→ **Assignment**
What you give back must match the data below character for character.

→ **Records provided**
BEGIN
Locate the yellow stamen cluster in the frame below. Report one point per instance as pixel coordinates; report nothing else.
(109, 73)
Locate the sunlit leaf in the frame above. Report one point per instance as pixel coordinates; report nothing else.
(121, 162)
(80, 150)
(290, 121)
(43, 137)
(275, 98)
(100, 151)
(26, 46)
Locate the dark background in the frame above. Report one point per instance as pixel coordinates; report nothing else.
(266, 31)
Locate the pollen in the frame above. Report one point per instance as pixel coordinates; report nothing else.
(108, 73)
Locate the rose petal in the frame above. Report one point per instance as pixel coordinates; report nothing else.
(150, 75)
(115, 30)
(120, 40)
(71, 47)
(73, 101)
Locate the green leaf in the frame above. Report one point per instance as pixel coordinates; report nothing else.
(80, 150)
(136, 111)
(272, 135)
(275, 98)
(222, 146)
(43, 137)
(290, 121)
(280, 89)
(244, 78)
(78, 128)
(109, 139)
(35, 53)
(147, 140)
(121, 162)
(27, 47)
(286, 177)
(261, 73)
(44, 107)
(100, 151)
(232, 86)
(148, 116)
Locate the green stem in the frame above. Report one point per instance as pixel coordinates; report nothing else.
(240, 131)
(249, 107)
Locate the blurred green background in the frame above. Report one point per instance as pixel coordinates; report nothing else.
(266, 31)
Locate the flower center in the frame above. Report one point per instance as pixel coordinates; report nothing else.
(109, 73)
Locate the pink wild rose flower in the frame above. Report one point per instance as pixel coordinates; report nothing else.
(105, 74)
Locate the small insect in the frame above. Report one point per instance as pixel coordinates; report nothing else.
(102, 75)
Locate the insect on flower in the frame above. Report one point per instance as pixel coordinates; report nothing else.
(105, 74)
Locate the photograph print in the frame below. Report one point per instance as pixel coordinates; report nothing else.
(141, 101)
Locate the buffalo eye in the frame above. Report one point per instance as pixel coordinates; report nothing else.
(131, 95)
END
→ **Output of the exercise**
Locate the yellow stamen cluster in the frame below. Report one point per instance as pixel coordinates; report nothing else.
(109, 73)
Locate the sunlit leaf in the frame above. Report one point per instance as pixel coordinates; report nothing else.
(121, 162)
(80, 150)
(290, 121)
(43, 137)
(275, 98)
(100, 151)
(26, 46)
Locate the dark background in the frame above. Report one point per instance as pixel coordinates; report nothing else.
(266, 31)
Locate the pollen in the frame above. Report one point per instance as pixel coordinates; report nothing else.
(108, 73)
Locate the rose petal in the frame above. Report one point per instance as pixel coordinates; report nothing else.
(150, 75)
(115, 30)
(120, 40)
(71, 47)
(73, 101)
Locate the green leaf in the frame above. Report one point per instance as pixel coordinates; report nothing else.
(80, 150)
(136, 111)
(272, 135)
(275, 98)
(222, 146)
(43, 137)
(290, 121)
(280, 89)
(244, 78)
(78, 128)
(109, 139)
(35, 53)
(147, 140)
(121, 162)
(27, 47)
(286, 177)
(261, 73)
(44, 107)
(100, 151)
(232, 86)
(148, 116)
Locate the green stem in the frame above. Report one point per instance as pixel coordinates; report nothing else.
(240, 131)
(249, 107)
Locate the blurred green background in the frame above. Report one point per instance as pixel coordinates; report nothing else.
(266, 31)
Locate the flower center in the frame above. Report one point per instance as pixel coordinates; report nothing else.
(109, 73)
Locate the pink wild rose flower in the frame above. Report one point per instance as pixel coordinates; report nothing else.
(105, 74)
Locate the small insect in the frame above. Report one point per instance as pixel coordinates; report nothing else.
(102, 75)
Locate the insect on flower in the frame above. Report one point per instance as pixel coordinates; report nothing else.
(105, 74)
Locate the photograph print in the frame below. Report one point per instance as pixel coordinates; report nothing else.
(141, 101)
Locate the buffalo eye in the frame above. Report one point per instance as pixel coordinates; report nothing else.
(131, 95)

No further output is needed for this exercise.